▽

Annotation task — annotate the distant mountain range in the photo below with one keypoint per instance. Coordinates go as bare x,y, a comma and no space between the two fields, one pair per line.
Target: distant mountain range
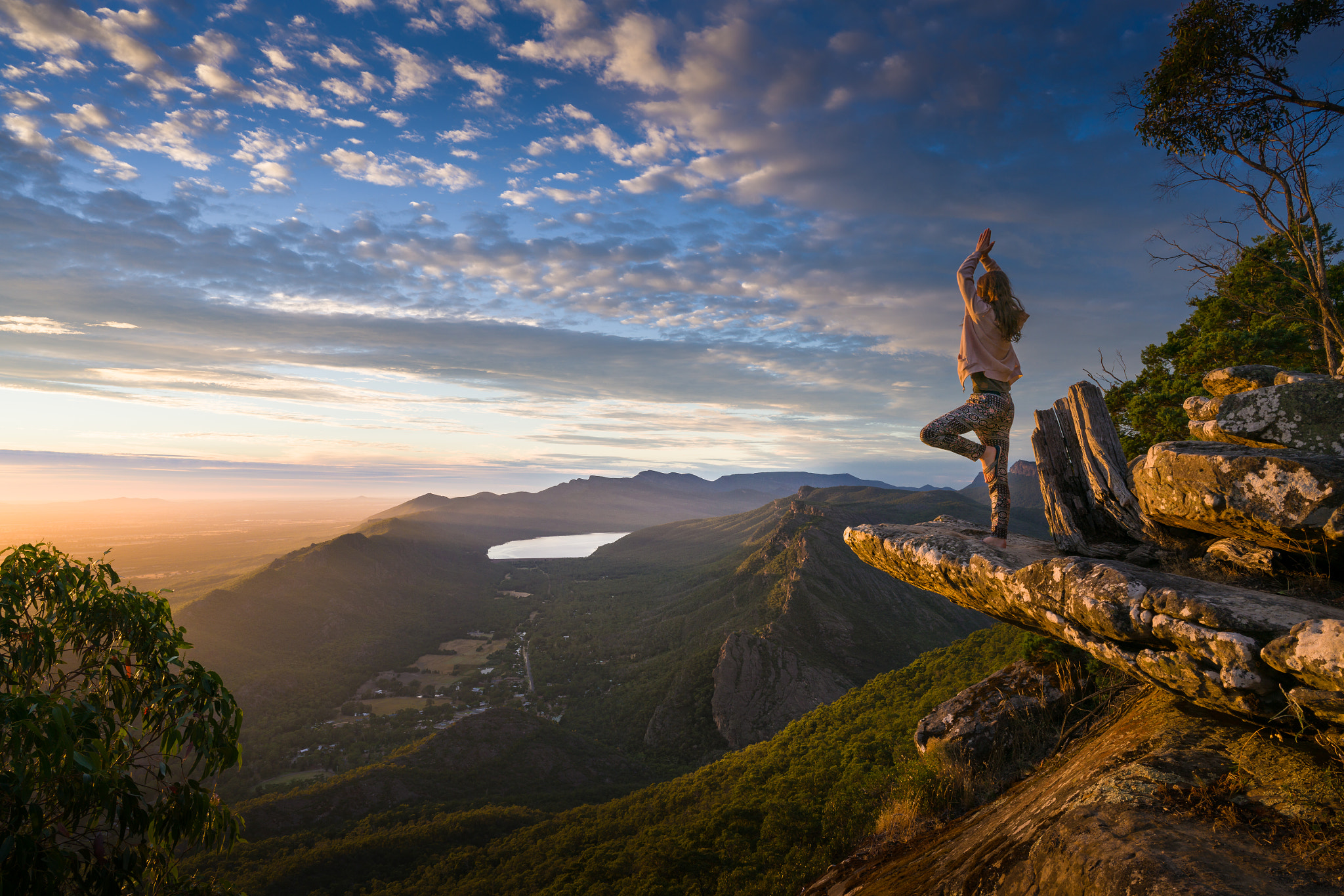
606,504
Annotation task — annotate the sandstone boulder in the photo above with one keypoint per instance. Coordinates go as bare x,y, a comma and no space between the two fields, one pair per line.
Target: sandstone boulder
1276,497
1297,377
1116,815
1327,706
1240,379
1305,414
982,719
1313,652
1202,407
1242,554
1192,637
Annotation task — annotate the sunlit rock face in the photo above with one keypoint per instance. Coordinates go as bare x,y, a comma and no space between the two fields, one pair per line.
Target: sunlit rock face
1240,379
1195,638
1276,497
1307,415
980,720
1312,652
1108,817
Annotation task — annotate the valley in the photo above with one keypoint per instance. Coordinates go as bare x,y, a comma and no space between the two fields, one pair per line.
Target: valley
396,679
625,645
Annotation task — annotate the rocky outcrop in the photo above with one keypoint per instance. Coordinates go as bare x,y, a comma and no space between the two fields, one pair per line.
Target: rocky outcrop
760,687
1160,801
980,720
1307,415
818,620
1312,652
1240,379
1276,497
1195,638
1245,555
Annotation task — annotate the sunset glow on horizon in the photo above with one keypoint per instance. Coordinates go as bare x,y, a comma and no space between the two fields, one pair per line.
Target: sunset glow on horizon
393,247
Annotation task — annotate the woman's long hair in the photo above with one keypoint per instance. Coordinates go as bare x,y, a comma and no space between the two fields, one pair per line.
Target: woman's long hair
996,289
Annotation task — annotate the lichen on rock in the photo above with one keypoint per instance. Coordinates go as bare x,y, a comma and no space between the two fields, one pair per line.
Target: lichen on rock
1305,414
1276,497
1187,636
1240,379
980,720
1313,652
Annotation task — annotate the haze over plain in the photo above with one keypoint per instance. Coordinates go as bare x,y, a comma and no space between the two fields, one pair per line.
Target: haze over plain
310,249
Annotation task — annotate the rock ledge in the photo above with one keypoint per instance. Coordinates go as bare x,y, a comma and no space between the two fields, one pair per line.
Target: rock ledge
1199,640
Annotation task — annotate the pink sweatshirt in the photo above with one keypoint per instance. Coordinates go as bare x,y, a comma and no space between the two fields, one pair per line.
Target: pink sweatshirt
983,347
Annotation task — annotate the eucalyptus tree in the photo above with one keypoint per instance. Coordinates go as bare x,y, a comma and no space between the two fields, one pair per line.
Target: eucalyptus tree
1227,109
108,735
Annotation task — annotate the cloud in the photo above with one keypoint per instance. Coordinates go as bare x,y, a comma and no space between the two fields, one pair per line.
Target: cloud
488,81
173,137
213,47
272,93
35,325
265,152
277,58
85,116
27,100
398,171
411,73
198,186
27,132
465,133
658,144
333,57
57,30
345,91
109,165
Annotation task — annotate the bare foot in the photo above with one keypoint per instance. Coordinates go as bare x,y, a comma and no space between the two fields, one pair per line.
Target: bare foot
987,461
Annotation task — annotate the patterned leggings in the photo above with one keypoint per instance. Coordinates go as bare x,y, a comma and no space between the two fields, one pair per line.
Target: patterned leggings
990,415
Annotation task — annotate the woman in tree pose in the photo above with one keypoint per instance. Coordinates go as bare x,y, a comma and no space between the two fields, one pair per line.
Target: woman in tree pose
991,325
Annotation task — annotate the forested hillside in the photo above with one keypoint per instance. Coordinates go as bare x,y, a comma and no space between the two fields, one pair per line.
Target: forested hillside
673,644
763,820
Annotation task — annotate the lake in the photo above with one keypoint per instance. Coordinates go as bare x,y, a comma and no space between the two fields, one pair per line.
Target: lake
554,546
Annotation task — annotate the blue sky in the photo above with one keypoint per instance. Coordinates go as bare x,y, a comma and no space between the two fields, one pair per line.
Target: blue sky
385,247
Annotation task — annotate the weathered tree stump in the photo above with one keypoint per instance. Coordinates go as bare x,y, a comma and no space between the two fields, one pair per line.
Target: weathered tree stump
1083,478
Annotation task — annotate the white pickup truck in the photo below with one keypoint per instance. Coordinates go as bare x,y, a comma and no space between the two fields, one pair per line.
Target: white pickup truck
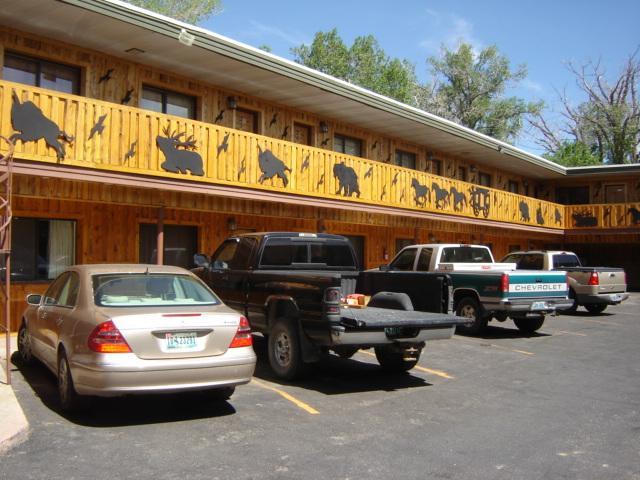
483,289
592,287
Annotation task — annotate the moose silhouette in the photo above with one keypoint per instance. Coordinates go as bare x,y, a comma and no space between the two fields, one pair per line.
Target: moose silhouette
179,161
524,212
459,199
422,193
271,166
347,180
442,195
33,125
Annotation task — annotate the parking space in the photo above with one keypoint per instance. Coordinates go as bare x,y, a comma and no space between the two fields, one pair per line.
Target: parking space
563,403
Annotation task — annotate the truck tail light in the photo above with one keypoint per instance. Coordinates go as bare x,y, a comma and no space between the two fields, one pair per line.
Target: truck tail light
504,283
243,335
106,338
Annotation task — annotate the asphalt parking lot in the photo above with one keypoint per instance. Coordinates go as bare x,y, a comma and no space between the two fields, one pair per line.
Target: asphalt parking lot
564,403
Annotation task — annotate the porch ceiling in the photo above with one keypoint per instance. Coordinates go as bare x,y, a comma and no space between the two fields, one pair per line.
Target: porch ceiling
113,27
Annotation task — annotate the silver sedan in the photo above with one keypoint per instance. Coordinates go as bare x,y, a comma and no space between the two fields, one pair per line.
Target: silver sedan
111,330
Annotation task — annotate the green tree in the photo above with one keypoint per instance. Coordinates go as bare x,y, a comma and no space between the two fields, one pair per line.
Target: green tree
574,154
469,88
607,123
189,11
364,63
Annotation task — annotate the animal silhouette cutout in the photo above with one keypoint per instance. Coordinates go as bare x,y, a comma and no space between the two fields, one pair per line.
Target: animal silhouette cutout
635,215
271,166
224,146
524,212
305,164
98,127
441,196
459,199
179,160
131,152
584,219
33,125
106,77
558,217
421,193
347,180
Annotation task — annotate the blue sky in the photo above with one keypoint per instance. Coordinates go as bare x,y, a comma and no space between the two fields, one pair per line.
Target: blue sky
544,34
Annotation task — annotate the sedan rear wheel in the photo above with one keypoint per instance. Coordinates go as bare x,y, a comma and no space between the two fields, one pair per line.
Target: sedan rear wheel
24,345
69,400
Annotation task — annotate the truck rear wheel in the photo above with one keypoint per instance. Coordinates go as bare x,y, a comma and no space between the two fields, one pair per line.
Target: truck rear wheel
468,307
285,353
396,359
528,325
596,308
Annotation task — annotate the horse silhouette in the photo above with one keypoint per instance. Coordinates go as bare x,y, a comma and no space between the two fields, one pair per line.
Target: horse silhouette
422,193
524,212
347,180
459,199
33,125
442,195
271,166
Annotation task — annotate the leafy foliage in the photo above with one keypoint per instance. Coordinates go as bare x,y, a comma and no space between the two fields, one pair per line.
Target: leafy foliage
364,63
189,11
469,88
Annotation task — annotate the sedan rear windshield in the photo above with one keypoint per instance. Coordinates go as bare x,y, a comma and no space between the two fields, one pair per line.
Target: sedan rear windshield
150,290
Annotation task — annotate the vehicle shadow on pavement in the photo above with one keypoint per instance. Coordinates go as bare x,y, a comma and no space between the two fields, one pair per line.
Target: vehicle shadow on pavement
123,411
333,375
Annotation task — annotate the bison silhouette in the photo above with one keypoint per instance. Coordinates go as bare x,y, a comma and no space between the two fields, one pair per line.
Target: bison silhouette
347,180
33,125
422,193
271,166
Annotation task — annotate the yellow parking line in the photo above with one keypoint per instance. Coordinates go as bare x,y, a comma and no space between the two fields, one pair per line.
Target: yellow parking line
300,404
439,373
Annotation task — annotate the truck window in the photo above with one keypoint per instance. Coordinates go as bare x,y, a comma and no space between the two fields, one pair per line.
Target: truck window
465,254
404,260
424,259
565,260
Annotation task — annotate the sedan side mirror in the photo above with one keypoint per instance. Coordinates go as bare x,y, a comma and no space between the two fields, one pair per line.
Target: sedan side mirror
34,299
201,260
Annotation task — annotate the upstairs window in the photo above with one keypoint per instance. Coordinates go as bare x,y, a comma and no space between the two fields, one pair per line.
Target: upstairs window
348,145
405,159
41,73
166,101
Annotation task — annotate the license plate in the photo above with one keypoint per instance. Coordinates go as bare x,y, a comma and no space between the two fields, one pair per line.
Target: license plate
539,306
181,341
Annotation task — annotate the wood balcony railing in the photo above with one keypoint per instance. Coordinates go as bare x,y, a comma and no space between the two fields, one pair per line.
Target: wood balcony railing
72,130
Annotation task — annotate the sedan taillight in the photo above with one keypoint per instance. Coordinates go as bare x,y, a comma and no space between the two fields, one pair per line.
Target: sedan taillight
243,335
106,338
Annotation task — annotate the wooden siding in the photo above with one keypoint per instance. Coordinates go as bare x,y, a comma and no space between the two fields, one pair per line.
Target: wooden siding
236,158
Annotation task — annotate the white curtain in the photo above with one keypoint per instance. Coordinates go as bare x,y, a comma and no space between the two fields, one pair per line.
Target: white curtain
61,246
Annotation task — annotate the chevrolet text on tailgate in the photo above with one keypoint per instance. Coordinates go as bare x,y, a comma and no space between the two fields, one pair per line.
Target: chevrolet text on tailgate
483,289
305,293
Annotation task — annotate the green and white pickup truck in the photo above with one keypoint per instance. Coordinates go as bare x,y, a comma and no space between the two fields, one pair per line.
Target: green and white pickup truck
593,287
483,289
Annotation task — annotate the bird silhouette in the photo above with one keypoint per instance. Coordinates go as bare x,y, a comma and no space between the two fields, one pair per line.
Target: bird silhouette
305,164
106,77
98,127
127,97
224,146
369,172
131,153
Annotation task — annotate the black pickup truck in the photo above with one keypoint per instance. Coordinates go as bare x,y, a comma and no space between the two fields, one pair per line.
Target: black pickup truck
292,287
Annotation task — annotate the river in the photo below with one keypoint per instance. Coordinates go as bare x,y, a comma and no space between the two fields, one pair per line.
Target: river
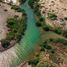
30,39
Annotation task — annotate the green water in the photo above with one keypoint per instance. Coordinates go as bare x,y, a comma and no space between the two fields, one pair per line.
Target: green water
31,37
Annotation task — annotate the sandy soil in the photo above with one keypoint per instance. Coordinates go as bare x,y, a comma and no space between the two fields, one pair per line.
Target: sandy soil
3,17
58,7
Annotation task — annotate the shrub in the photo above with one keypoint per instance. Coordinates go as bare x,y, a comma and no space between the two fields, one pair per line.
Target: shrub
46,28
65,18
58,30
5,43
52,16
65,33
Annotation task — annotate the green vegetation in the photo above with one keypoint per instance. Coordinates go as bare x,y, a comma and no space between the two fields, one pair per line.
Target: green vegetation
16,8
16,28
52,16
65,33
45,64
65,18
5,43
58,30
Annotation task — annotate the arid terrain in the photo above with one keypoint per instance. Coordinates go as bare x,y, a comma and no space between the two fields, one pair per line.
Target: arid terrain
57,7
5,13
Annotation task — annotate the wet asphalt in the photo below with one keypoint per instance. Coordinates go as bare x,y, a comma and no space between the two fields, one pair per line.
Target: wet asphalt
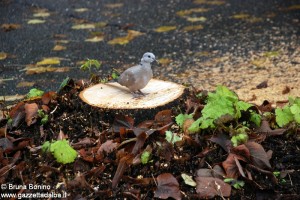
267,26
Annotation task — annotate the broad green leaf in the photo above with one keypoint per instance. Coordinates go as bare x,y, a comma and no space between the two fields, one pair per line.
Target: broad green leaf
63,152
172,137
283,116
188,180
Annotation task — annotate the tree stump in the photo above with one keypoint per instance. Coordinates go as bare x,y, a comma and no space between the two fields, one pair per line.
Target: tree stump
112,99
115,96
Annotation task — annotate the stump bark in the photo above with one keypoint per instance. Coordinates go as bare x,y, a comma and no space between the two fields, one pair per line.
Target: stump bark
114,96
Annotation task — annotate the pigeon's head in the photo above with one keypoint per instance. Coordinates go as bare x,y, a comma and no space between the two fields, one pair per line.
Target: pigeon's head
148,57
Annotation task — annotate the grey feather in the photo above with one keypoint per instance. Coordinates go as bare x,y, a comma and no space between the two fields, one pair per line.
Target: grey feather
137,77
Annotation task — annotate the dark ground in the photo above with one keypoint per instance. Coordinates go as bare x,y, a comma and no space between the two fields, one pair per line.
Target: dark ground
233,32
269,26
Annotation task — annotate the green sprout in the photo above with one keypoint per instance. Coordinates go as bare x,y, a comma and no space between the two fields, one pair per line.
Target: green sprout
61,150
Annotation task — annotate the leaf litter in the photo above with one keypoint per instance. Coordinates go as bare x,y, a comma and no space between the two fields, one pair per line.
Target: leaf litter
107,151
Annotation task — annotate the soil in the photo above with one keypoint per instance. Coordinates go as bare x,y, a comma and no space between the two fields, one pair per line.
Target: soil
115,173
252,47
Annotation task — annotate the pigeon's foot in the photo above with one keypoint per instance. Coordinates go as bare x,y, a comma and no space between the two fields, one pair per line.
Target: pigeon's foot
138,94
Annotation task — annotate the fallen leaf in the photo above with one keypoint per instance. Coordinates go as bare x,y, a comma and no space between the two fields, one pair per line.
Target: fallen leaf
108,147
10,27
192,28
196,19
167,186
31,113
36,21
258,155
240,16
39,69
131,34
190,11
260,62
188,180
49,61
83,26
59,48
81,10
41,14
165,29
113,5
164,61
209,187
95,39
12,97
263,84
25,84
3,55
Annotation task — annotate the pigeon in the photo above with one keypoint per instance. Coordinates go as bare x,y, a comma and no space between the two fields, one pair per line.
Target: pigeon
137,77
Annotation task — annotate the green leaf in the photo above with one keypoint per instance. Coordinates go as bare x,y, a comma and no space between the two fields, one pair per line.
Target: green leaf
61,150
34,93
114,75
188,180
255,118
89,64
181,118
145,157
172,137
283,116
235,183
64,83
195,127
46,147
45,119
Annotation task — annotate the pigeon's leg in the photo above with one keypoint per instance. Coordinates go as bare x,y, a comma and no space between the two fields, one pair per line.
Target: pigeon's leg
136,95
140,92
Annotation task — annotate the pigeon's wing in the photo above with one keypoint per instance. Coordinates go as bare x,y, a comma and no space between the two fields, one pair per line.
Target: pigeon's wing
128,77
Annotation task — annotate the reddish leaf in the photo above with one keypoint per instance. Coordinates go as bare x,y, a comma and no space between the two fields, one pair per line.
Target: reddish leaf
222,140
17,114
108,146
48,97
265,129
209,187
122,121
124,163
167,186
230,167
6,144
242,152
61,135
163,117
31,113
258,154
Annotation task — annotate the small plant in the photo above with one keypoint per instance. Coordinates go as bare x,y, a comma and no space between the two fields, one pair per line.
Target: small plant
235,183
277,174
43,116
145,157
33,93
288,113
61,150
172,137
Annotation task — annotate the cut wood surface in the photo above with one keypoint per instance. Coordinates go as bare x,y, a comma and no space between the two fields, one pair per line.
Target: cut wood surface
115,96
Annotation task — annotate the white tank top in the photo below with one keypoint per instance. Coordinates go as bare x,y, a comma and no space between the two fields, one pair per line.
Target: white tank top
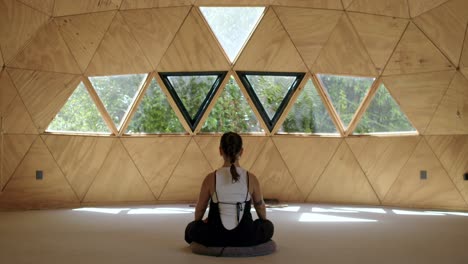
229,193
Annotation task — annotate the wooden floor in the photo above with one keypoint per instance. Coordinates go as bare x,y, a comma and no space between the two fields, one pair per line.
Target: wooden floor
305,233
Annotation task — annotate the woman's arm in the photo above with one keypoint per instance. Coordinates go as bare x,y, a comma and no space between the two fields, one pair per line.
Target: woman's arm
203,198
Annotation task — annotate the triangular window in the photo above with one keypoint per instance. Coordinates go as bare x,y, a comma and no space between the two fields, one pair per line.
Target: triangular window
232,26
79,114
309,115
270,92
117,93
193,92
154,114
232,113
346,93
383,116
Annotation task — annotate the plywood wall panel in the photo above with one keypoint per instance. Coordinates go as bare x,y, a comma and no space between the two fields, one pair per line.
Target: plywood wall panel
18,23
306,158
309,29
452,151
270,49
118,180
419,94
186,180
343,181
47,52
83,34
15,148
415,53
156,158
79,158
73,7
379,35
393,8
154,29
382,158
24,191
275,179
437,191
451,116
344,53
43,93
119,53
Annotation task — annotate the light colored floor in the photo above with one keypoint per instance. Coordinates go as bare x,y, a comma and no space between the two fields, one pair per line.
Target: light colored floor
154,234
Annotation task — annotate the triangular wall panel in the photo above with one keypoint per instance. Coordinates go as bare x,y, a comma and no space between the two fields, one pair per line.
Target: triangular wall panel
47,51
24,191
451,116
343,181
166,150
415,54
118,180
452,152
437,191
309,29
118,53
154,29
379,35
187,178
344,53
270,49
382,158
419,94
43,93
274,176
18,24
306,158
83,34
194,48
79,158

△

Please quote exactly the lines from the one containing "Annotation task — annotate the triangular window" through the last line of the records above, both included, and nothing else.

Answer to the exercise:
Annotation task — annotate the triangular window in the photo above with one keypoint per instance. Coordinates go as bare x,y, a comma and no space between the two fields, one pair per line.
Target: triangular window
232,26
79,114
309,115
270,92
117,93
193,92
154,114
232,113
346,93
383,116
Annotation task — annotate the plywood wall panel in the photo above with one keypoint per instance. Coordinates go as bare x,y, a comma and no space between the two fields, one pair per line.
Target: plywood wall panel
18,23
306,158
309,29
452,151
270,49
118,180
419,94
186,180
343,181
47,52
83,34
15,148
415,53
156,158
79,158
73,7
379,35
393,8
154,29
382,158
24,191
275,179
437,191
451,116
344,53
43,93
119,53
Annotation task — annotate the light colored floor in the photo above with one keypoint per instance. Coordinates go as bare x,y, a comma and no space between the two fields, one pair per line.
Target: light colored floor
154,234
Annotation task — annotate the triangular wall panel in the photo above with one keypoint per instance. Coordinates go as bare x,y, a comma and no space between the two fields, one pair per line.
Target: triangular wall panel
47,51
24,191
451,116
343,181
166,150
415,54
118,180
452,152
437,191
309,29
118,53
154,29
379,35
187,178
344,53
270,49
382,158
419,94
43,93
274,176
18,24
306,158
83,34
194,48
79,158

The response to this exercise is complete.